Denoising, speaker diarization and transcription in a single streamlined process. It's perfect for transcribing podcasts, interviews, or any multi-speaker audio content, as long as they have clear audio. In the output, you'll get a JSON file with the transcript, speaker labels, and timestamps.
Features
- Audio Source Separation: Extract vocals from background music/noise
- Speaker Diarization: Identify and separate different speakers
- Transcription: Convert speech to text with timestamps
- Post-processing: Consolidate transcripts for readability
- Clean Display: Real-time progress updates without cluttering the console
- Step Skipping: Start the pipeline from any step
- Cross-platform: Supports Windows, macOS, and Linux
Requirements
- Python 3.8+
- FFmpeg (for audio processing)
- CUDA-compatible GPU (recommended, but CPU mode available)
- Hugging Face token (optional, for enhanced speaker diarization accuracy)
Installation
# Clone the repository git clone https://github.com/nullwiz/audiopipe.git cd audiopipe # Install dependencies pip install -r requirements.txt # For macOS (with Homebrew) brew install ffmpeg
Usage
# Basic usage - runs all steps in sequence python pipeline.py input.mp3 # Resume from a specific step: python pipeline.py input.mp3 --start-step 2 # Skip separation, start from diarization python pipeline.py input.mp3 --start-step 3 # Skip to transcription step # Optional parameters: python pipeline.py input.mp3 --num-speakers 3 --language en # For very long audio files (>1 hour), use chopping mode: python pipeline.py input.mp3 --chop # Splits into 15-minute chunks for processing
Pipeline Steps
The process consists of three main steps that can be run together or separately:
-
Separation (Step 1): Extracts vocals from background using Demucs
- Input: Any audio/video file
- Output:
output/combined_vocals.wav - Note: Files under 60MB are processed as a single unit; larger files are chunked automatically
-
Diarization (Step 2): Identifies different speakers
- Input:
output/combined_vocals.wav - Output:
output/combined_vocals_diarized.json - Tip: Use
--num-speakersfor better results when speaker count is known
- Input:
-
Transcription (Step 3): Converts complete audio to text, then maps speakers
- Input:
output/combined_vocals.wavand diarization data - Output:
output/final_transcription.json - Architecture: Complete audio transcription → speaker mapping (no chunking)
==========
> **Challenges**
[A] List every requirement that the audio pipeline documentation gives.
[B] Continue the audio pipeline documentation from the point where it stops.
==========
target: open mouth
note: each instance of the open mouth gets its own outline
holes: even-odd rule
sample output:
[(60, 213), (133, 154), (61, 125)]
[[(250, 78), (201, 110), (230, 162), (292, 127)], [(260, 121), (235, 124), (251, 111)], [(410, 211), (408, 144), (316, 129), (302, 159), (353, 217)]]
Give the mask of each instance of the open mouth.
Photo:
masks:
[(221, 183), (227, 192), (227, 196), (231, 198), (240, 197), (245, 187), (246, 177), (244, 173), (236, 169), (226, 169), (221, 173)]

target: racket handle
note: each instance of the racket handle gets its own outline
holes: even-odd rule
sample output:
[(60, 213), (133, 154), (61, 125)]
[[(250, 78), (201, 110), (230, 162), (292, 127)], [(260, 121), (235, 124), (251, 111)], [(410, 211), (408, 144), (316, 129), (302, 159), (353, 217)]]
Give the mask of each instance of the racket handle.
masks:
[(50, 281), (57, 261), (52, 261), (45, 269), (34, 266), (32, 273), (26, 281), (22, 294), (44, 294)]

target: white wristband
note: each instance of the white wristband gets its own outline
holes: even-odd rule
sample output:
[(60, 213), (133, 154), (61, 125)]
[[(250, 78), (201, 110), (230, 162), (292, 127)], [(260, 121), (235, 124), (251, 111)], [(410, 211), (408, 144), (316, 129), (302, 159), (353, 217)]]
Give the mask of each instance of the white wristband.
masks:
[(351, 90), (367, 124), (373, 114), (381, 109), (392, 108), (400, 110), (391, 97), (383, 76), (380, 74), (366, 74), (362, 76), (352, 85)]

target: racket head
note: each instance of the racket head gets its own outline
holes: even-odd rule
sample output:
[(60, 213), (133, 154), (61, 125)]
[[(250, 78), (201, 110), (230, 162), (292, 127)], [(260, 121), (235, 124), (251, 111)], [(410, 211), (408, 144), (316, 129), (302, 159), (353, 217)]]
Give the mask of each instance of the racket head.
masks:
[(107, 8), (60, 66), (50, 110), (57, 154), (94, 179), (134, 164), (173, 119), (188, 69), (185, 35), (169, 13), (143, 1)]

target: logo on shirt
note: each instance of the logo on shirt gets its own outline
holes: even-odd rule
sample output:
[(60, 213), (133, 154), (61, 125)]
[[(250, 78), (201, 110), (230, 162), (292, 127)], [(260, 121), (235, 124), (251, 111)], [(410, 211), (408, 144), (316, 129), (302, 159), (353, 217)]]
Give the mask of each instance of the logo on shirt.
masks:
==========
> **Response list**
[A]
- Python 3.8+
- FFmpeg (for audio processing)
- CUDA-compatible GPU (recommended, but CPU mode available)
- Hugging Face token (optional, for enhanced speaker diarization accuracy)

[B]
- Tip: Specify
--languagecode for improved accuracy
- Input:
Output Files Explained
The pipeline creates several files during processing, all stored in the output/ directory:
Audio Files
combined_vocals.wav: Extracted voices/speech from the inputcombined_background.wav: Background music/noise separated from the inputspeakers/SPEAKER_XX/*.wav: Individual audio segments for each speaker
JSON Files
-
combined_vocals_diarized.json: Speaker diarization results showing who speaks when{ "speakers": ["SPEAKER_01", "SPEAKER_02", ...], "segments": [ {"speaker": "SPEAKER_01", "start": 0.0, "end": 2.5}, {"speaker": "SPEAKER_02", "start": 2.7, "end": 5.1}, ... ] } -
final_transcription.json: Complete transcription with speaker attribution in chronological order{ "segments": [ {"text": "Complete sentence or phrase", "start": 0.1, "end": 2.5, "speaker": "SPEAKER_01"}, {"text": "Another speaker's response", "start": 2.7, "end": 5.1, "speaker": "SPEAKER_02"}, {"text": "Continuing conversation", "start": 5.3, "end": 8.0, "speaker": "SPEAKER_01"}, ... ] }
Temporary Directories
separated/: Intermediate files from audio separation (preserved for resuming)chunks/: Audio chunks when using--chopmode (preserved for debugging)
Resuming from Steps
The presence of these files allows the pipeline to resume from different steps:
- If
combined_vocals.wavexists, audio separation can be skipped (step 1) - If
combined_vocals_diarized.jsonexists, diarization can be skipped (step 2)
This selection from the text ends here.